start Raw data
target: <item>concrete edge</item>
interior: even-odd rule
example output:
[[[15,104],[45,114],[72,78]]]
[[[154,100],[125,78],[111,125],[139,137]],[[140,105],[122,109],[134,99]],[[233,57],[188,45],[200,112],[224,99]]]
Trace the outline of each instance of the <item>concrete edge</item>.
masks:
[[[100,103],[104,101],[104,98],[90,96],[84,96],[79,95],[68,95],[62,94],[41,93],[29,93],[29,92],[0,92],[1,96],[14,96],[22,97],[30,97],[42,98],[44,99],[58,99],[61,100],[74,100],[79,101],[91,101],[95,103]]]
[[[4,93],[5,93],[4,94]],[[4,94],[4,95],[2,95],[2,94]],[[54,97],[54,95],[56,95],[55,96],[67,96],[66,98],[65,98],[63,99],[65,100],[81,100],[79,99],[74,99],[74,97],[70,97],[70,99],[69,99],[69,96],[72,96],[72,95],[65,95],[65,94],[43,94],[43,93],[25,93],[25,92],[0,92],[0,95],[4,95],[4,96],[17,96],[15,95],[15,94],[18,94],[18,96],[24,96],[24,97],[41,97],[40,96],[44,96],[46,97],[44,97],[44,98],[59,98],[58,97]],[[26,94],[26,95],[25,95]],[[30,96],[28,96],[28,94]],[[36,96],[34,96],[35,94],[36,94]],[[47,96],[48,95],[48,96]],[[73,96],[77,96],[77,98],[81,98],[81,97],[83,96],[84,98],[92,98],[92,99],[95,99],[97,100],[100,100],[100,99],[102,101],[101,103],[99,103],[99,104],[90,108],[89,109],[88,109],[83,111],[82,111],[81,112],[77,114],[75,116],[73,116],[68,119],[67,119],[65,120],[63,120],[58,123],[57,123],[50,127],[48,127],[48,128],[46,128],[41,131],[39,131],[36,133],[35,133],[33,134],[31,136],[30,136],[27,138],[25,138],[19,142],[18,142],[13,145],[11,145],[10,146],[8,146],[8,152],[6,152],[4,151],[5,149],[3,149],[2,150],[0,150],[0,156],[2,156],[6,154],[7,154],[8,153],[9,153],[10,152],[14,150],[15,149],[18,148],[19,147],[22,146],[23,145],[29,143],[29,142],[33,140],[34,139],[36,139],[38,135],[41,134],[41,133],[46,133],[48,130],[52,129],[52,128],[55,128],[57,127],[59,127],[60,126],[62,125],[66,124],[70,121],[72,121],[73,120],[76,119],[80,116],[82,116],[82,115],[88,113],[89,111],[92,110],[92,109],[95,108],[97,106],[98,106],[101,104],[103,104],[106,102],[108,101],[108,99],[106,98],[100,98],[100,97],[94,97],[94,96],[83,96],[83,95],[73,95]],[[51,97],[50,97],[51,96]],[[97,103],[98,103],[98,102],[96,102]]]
end Raw data
## Exercise brief
Reproduce every line above verbatim, with nothing changed or left out.

## Exercise response
target: <item>concrete edge</item>
interior: even-odd rule
example output:
[[[15,104],[45,114],[72,78]]]
[[[154,100],[125,78],[111,125],[139,137]],[[140,105],[122,109],[134,99]],[[233,57],[188,45],[200,112],[224,99]]]
Trace the outline of each instance of the <item>concrete edge</item>.
masks:
[[[100,103],[104,101],[104,98],[90,96],[84,96],[79,95],[68,95],[62,94],[41,93],[29,93],[29,92],[0,92],[1,96],[14,96],[22,97],[30,97],[42,98],[44,99],[58,99],[61,100],[74,100],[79,101],[91,101],[95,103]]]
[[[4,93],[5,93],[4,94]],[[4,94],[4,95],[2,95],[2,94]],[[54,97],[54,95],[56,95],[55,96],[67,96],[66,98],[65,98],[63,99],[65,100],[81,100],[79,99],[74,99],[74,97],[70,97],[70,99],[69,99],[69,96],[72,96],[72,95],[65,95],[65,94],[43,94],[43,93],[25,93],[25,92],[0,92],[0,95],[4,95],[4,96],[17,96],[15,95],[15,94],[18,94],[18,96],[24,96],[24,97],[41,97],[40,96],[44,96],[46,97],[44,97],[44,98],[59,98],[58,97]],[[26,94],[26,95],[25,95]],[[30,96],[28,96],[28,94]],[[36,96],[34,96],[35,94],[36,94]],[[47,96],[48,95],[48,96]],[[73,96],[77,96],[77,98],[81,98],[81,97],[83,96],[84,98],[92,98],[92,99],[95,99],[97,100],[100,100],[100,99],[102,101],[101,103],[99,103],[99,104],[90,108],[89,109],[88,109],[83,111],[82,111],[81,112],[77,114],[75,116],[73,116],[68,119],[67,119],[65,120],[63,120],[58,123],[57,123],[50,127],[48,127],[48,128],[46,128],[41,131],[39,131],[36,133],[35,133],[33,134],[31,136],[30,136],[27,138],[25,138],[19,142],[18,142],[13,145],[11,145],[10,146],[8,146],[8,152],[6,152],[4,151],[5,149],[3,149],[2,150],[0,150],[0,156],[2,156],[6,154],[7,154],[8,153],[9,153],[10,152],[14,150],[15,149],[18,148],[19,147],[22,146],[23,145],[29,143],[29,142],[33,140],[34,139],[36,139],[38,135],[41,134],[41,133],[46,133],[48,130],[52,129],[52,128],[55,128],[57,127],[59,127],[60,126],[62,125],[66,124],[70,121],[72,121],[73,120],[76,119],[80,116],[82,116],[82,115],[88,113],[89,111],[92,110],[92,109],[95,108],[97,106],[98,106],[101,104],[103,104],[106,102],[108,101],[108,99],[106,98],[100,98],[100,97],[94,97],[94,96],[83,96],[83,95],[73,95]],[[51,97],[50,97],[51,96]],[[97,103],[98,103],[98,102],[96,102]]]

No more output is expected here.